-- Selected text follows --

- Born: North Carolina
- Occupation: Photographer

= Preston Gannaway =

American photojournalist

Preston Gannaway, an American photojournalist, won the Pulitzer Prize for Feature Photography in 2008.

==Biography and career==
Gannaway, a native of North Carolina, grew up in an artistic family. Both her mother and her great-grandmother were artists. Halfway through college she decided she wanted to make the leap from drawing and painting to photography. In 2000, Gannaway graduated from Virginia Intermont College with a bachelor's degree in fine art photography. Her first job after college was at the 8,000 circulation Coalfield Progress, a twice-a-week newspaper in rural southwest Virginia. In 2003 she started work at the Concord Monitor in New Hampshire. In 2008 she joined the staff of the Rocky Mountain News and later went on to The Virginian-Pilot.

-- Selected text concluded --
-- Raw data follows --

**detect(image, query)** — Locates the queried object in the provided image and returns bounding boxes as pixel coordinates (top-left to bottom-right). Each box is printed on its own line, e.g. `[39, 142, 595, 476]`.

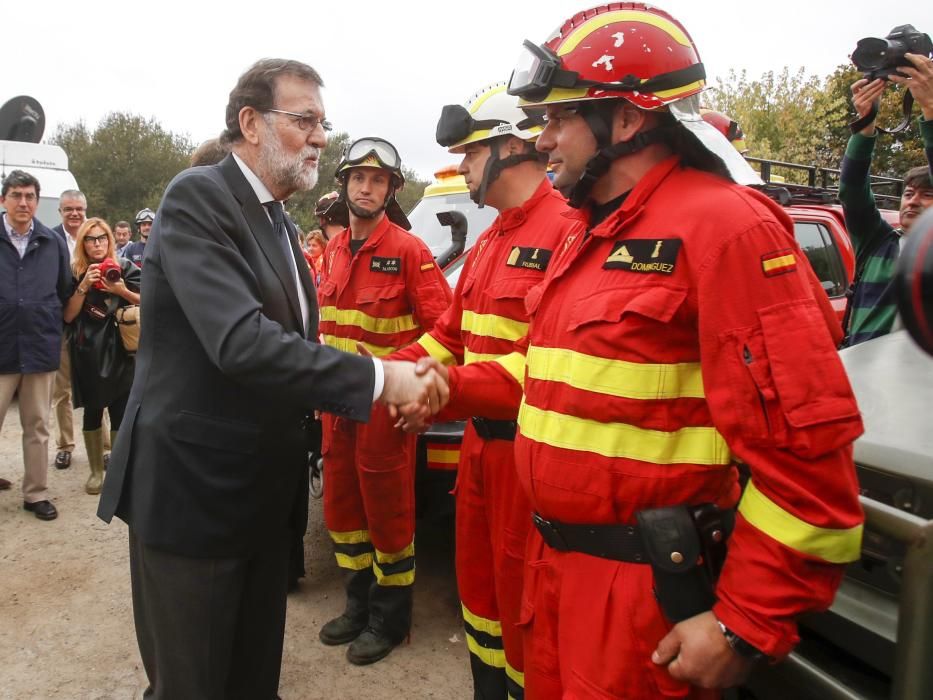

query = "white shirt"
[233, 153, 385, 401]
[3, 212, 35, 260]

-- Raw data concluded --

• **Work task 1**
Name every newspaper that the Preston Gannaway text says she worked for.
• **Work task 2**
Carry the Preston Gannaway text forward from its last sentence.

• **Task response 1**
Coalfield Progress, Concord Monitor, Rocky Mountain News, The Virginian-Pilot

• **Task response 2**
She lives in the San Francisco Bay area with her partner Nicole Frugé. Since 2013 Gannaway has worked as an independent photographer.

==Awards==

Gannaway earned Pulitzer Prize for Feature Photography in 2008 for her project "Remember Me." The citation called it an "intimate chronicle of a family coping with a parent's terminal illness." Gannaway and reporter Chelsea Conaboy spent two years with the family of Carolynne and Rich St. Pierre as Carolynne fought against cancer and ultimately died. The two journalists continued the story after her death to show St. Pierre's family struggle to deal with her loss. Rich St. Pierre referred to Gannaway and Conaboy as "gentle observers of our most private moments." Gannaway told Popular Photography, "Often people don't realize that that's the darkest time for a family with someone so sick -- when the house gets quiet and other friends and community members get back to their lives. After the loved one has passed, the needs are just as great. We wanted to show what that part of life was like for Rich and the kids."

Gannaway was a 2014 finalist for the Getty Images and Chris Hondros fund. Gannaway’s work has also been honored in Pictures of the Year International, NPPA’s Best of Photojournalism, The Society for News Design, Atlanta Photojournalism Seminar and other competitions.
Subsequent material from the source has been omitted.